### Exercise prompt
Please edit the part of the Osbert Parsley text that opens with the words containing "Whose low Estate" and closes with "in manuscript form.". Write that part out again with "Apples" replaced by "Pears".

### Passage provided
####
Osbert Parsley
Quick Facts
Biography
Osbert Parsley (1511 – 1585) was an English renaissance singer and composer. Few details of his life are known, although he evidently married in 1558 and lived for a period in the parish of St Saviour's Church, Norwich. He died in Norwich in 1585 and was buried in Norwich Cathedral.
Parsley began his musical career as a boy chorister at the cathedral, and worked there all his life. First mentioned as a lay clerk, he was appointed a 'singing man'in c.1534 and was probably the cathedral's unofficial organist for half a century. He wrote church music at Norwich for both the Latin and English rites, as well as instrumental music. His commemorative plaque, a mark of the respect he held in by those who knew him, was a unique honour for the cathedral's choristers. It is inscribed with a poem in praise of Parsley's character and musicianship.
Life
Osbert Parsley was born in 1511; the identity of his parents or place of birth are not known. The Oxford Dictionary of National Biography states that in 1558 he was married to Rose and bought a house and premises in the parish of St Saviour's Church, Norwich from a man named John Hering and his wife Helen. Parsley owned the house until 1583.
Parsley was a friend of four Bishops of Norwich: Richard Nykke, Thomas Thirlby, John Parkhurst and Edmund Freke. He was well respected by his contemporaries for his musical ability and his personal character; the cathedral's organist Henry Manning bequeathed20 shillings to his friend and "owld servant", and his fellow lay singing-men uniquely honoured him by commissioning his memorial in the cathedral's north aisle. The memorial, which once had indecipherable text, reads:
Musicae Scientissimo
Ei quondam Consociati
Musici posuerunt Anno 1585
Here lies the man whose Name in Spight of Death,
Renowned lives by Blast of Golden Fame:
Whose Harmony survives his vital Breath.
Whose Skill no Pride did spot whose Life no Blame.
Whose low Estate was blest with quiet Mind:
As our sweet Cords with Discords mixed be:
Whose life in Seventy and Four Years entwin'd,
As falleth mellowed Apples from the Tree.
Whose Deeds were Rules whose Words were Verity:
Who here a Singing-man did spend his Days.
Full Fifty Years in our Church Melody
His Memory shines bright whom thus we praise.
Parsley's will, made on 9 December 1584, was proved by his widow on 6 April of the following year. He left bequests valued at about £75. He died in Norwich in 1585, aged 71, and was buried in the cathedral where he had worked throughout most of his life.
Details of Parsley's life first appeared in Henry Davey's History of English Music, first published in 1895, when Parsley was described as a "lesser composer" from Norwich Cathedral whose works existed in manuscript form.
####
Items from a dataset
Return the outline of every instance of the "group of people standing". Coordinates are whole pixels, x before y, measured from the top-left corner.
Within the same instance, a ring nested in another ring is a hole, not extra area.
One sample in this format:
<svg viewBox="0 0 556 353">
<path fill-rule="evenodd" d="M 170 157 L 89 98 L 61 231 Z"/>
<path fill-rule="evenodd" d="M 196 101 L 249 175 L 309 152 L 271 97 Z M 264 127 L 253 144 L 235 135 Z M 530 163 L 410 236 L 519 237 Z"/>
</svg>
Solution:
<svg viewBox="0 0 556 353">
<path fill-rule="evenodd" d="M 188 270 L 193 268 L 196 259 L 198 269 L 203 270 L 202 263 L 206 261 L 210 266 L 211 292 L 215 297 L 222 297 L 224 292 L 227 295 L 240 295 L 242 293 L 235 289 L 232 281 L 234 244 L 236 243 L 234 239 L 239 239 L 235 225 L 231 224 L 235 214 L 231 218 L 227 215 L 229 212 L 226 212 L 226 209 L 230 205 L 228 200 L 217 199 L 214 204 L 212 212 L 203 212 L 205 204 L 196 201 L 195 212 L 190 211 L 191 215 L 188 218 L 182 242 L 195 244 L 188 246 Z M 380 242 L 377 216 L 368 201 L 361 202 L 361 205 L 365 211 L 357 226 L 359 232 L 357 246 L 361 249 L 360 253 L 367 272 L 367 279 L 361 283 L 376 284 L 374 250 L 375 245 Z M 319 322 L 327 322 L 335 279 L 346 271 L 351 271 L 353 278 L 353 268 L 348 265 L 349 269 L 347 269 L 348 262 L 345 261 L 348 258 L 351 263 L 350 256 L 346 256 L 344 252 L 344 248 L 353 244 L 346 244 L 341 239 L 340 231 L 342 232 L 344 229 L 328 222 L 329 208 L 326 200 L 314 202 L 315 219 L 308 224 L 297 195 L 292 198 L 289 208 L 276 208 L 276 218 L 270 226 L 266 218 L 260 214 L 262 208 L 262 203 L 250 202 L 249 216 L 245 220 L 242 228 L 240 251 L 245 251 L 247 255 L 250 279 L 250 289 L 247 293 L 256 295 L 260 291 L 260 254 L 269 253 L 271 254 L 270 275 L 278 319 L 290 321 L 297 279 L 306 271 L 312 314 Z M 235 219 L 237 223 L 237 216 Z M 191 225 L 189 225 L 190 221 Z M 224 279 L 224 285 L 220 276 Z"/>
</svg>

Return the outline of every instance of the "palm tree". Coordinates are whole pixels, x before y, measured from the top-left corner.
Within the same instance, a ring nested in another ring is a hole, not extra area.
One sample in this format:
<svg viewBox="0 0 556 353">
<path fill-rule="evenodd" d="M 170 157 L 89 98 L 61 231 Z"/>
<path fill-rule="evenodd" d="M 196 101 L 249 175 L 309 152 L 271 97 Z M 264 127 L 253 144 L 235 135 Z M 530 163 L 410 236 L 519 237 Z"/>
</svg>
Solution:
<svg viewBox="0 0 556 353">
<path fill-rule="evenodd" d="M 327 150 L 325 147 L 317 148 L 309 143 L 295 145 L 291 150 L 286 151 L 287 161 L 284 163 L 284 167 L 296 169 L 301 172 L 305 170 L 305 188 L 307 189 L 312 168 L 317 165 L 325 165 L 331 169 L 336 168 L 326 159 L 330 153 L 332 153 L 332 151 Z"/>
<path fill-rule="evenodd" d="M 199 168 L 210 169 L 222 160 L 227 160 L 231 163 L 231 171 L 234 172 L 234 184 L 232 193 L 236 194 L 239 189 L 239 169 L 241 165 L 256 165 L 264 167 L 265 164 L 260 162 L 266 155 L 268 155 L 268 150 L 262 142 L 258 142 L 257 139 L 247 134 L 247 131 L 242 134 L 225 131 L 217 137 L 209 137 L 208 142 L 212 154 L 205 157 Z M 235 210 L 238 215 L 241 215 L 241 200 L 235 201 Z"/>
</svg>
####
### Written solution
Whose low Estate was blest with quiet Mind:
As our sweet Cords with Discords mixed be:
Whose life in Seventy and Four Years entwin'd,
As falleth mellowed Pears from the Tree.
Whose Deeds were Rules whose Words were Verity:
Who here a Singing-man did spend his Days.
Full Fifty Years in our Church Melody
His Memory shines bright whom thus we praise.
Parsley's will, made on 9 December 1584, was proved by his widow on 6 April of the following year. He left bequests valued at about £75. He died in Norwich in 1585, aged 71, and was buried in the cathedral where he had worked throughout most of his life.
Details of Parsley's life first appeared in Henry Davey's History of English Music, first published in 1895, when Parsley was described as a "lesser composer" from Norwich Cathedral whose works existed in manuscript form.